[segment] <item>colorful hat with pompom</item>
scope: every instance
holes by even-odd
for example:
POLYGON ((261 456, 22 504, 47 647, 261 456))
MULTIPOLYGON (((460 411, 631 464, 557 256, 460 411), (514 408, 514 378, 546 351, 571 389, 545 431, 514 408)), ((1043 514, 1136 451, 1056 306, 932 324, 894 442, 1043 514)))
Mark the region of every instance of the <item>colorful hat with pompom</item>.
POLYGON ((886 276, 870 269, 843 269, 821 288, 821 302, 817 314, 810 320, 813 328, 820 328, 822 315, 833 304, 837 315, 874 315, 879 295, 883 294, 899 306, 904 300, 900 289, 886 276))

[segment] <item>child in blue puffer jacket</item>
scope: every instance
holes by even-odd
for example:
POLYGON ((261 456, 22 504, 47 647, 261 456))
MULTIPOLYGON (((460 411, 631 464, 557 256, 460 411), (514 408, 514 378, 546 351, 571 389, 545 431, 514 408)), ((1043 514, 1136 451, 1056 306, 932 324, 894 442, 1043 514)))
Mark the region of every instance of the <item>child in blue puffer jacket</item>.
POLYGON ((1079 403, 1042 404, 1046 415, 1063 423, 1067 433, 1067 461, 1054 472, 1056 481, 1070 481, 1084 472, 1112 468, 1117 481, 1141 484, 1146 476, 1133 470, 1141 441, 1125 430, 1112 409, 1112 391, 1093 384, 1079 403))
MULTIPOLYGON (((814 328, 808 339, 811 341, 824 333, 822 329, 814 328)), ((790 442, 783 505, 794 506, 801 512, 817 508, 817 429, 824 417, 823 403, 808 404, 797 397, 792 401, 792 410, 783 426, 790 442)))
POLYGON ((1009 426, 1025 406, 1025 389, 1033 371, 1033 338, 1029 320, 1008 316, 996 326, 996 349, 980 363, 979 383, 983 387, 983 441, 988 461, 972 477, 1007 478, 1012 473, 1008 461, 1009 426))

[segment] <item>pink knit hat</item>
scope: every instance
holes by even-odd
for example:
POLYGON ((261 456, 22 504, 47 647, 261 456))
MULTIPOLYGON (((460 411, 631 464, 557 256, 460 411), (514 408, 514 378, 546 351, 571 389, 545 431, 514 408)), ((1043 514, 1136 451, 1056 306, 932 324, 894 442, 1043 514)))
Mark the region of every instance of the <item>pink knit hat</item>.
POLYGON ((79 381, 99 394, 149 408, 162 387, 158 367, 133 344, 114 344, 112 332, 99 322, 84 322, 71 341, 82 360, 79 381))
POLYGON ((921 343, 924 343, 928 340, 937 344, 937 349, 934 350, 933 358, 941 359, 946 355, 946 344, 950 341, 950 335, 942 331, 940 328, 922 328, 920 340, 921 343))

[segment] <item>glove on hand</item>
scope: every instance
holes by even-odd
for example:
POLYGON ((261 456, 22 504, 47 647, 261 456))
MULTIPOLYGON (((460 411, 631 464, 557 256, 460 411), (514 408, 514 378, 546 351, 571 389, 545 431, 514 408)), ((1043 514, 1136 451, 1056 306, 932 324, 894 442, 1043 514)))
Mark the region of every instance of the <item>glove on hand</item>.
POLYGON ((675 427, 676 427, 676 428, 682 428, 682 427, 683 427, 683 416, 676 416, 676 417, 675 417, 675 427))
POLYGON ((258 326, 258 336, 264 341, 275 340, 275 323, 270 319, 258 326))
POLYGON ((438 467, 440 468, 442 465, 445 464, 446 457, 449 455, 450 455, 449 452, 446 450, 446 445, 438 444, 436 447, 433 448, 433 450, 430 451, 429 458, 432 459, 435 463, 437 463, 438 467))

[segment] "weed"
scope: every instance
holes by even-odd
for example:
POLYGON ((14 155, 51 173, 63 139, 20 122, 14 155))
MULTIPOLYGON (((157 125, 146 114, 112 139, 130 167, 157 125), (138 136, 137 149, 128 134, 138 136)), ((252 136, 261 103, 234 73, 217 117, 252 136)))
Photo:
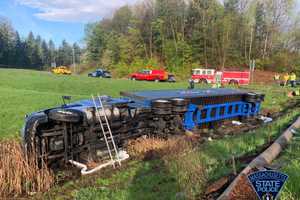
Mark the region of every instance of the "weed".
POLYGON ((47 191, 54 183, 52 172, 47 167, 39 169, 35 156, 27 159, 17 141, 2 141, 0 157, 0 196, 2 197, 47 191))

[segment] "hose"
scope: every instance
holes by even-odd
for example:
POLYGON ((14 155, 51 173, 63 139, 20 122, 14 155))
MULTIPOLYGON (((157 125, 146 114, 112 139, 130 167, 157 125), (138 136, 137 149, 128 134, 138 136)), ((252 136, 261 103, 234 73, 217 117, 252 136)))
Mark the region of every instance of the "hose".
MULTIPOLYGON (((126 151, 119 151, 118 156, 119 156, 119 161, 120 162, 124 161, 124 160, 127 160, 129 158, 129 155, 126 151)), ((69 160, 69 162, 72 165, 75 165, 77 168, 81 169, 81 171, 80 171, 81 175, 88 175, 88 174, 95 173, 95 172, 97 172, 97 171, 99 171, 102 168, 105 168, 107 166, 114 165, 116 161, 115 160, 109 161, 107 163, 98 165, 97 167, 95 167, 93 169, 90 169, 90 170, 88 170, 88 167, 83 163, 80 163, 80 162, 77 162, 77 161, 74 161, 74 160, 69 160)))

**Work order**
Copy whichever lines of the records above contain the word "segment".

**Solution to this exercise**
[segment] <item>colorful hat with pompom</item>
[segment] <item>child in blue puffer jacket</item>
[segment] <item>pink knit hat</item>
[segment] <item>glove on hand</item>
[segment] "weed"
[segment] "hose"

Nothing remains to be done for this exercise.